(Coordinate annotation records)
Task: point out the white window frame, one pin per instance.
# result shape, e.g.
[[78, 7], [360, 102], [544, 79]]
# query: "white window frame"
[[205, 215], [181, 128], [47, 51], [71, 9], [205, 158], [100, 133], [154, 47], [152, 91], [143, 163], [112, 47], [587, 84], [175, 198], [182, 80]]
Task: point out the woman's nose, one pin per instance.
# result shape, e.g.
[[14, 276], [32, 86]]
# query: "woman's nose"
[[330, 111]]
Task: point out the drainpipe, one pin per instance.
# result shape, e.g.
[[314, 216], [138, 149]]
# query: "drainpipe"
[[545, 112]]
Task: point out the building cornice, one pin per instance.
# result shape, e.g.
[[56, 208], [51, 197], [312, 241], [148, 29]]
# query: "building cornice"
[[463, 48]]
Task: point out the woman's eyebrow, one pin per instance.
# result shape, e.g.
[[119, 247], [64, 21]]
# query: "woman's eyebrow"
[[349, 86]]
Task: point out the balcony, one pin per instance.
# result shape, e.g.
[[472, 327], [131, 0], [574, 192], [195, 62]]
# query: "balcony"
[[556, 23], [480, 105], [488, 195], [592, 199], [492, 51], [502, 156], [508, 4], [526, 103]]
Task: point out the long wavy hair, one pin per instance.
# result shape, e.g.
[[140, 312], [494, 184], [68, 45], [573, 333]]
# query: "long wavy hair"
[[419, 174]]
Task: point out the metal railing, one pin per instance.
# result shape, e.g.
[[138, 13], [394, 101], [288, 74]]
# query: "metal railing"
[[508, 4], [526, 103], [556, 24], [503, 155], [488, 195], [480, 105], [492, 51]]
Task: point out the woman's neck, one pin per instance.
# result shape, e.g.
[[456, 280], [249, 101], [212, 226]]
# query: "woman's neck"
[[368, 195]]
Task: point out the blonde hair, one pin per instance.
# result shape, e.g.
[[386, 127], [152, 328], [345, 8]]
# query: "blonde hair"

▶ _What to work on_: Rewrite the records above, starting at the line that contains "Task: point out the woman's nose, one" and ending at the end of the records, with every "woman's" changed to "person's" and everything else unchanged.

▶ _Solution for this task_:
Task: point out the person's nose, one pin per instance.
# result shape, e.g.
[[14, 276], [32, 86]]
# query: "person's nose"
[[330, 111]]
Task: point out the drainpipe, one pin per instance.
# result shape, e.g.
[[314, 216], [138, 149]]
# query: "drainpipe"
[[545, 112]]
Task: point out the building cornice, one pin per instance.
# result shape, e.g.
[[56, 208], [51, 197], [312, 241], [148, 29]]
# query: "building cornice"
[[463, 48]]
Task: point out the person's eyebrow, one pin per instance.
# result shape, e.g.
[[119, 247], [64, 21]]
# query: "person's eyebrow"
[[349, 86]]
Task: point out the balcony, one pin per instance.
# result shape, e.g.
[[472, 327], [131, 0], [574, 192], [195, 62]]
# query: "balcony"
[[556, 23], [480, 105], [488, 195], [592, 199], [492, 51], [502, 156], [508, 4], [526, 103]]
Task: point out the long wavy hair, one pin per instance.
# result shape, e.g.
[[140, 312], [494, 184], [68, 45], [573, 333]]
# query: "long wavy hair"
[[419, 174]]
Task: point out the metal railing, one pin per instance.
# result shape, e.g.
[[138, 13], [394, 101], [288, 74]]
# query: "metal railing"
[[508, 4], [526, 103], [556, 24], [503, 155], [488, 195], [480, 105], [492, 51]]
Task: point out the person's neck, one pin per instance.
# result shape, e.g.
[[456, 280], [249, 101], [212, 226]]
# query: "person's neck"
[[368, 195]]
Task: point out the blonde hair, one pin per instance.
# result shape, e.g.
[[386, 127], [152, 328], [345, 8]]
# query: "blonde hair"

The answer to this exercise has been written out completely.